▶ [REQUIRED TASK]: Output the lines between the one holding "Kindly give the mask of every instance of the woman's" and the one holding "M52 49L52 45L48 42L45 47L46 50L50 51Z", inclusive, reproducing each character for character.

▶ [SUPPLIED MATERIAL]:

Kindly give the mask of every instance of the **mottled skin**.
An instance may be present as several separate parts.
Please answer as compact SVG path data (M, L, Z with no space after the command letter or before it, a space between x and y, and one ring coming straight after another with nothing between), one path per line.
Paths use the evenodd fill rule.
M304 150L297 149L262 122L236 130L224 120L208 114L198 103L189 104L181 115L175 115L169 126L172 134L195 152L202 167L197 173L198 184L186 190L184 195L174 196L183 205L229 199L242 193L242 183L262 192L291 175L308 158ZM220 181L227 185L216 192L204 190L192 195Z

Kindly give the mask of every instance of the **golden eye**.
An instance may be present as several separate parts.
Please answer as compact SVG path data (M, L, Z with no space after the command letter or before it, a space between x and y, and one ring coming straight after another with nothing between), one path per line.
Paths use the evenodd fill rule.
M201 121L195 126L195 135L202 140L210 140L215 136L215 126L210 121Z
---
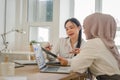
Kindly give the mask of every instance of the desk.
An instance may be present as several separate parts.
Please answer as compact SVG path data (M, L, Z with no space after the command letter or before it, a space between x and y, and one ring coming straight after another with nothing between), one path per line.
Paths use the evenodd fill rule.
...
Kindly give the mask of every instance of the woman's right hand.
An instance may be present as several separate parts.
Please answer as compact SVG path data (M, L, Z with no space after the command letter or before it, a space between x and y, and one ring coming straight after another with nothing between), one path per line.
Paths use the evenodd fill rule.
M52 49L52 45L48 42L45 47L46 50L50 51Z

▶ [ANSWER FOR THIS EXERCISE]:
Kindly give the mask of every instance of the woman's right hand.
An instance may be present as several separate parts.
Please answer as compact SVG path data (M, L, Z with no space after the command letter or before it, a space between x and y, and one ring coming straight after another with nothing between), one path per line.
Paths use the evenodd fill rule.
M52 49L52 45L48 42L45 47L46 50L50 51Z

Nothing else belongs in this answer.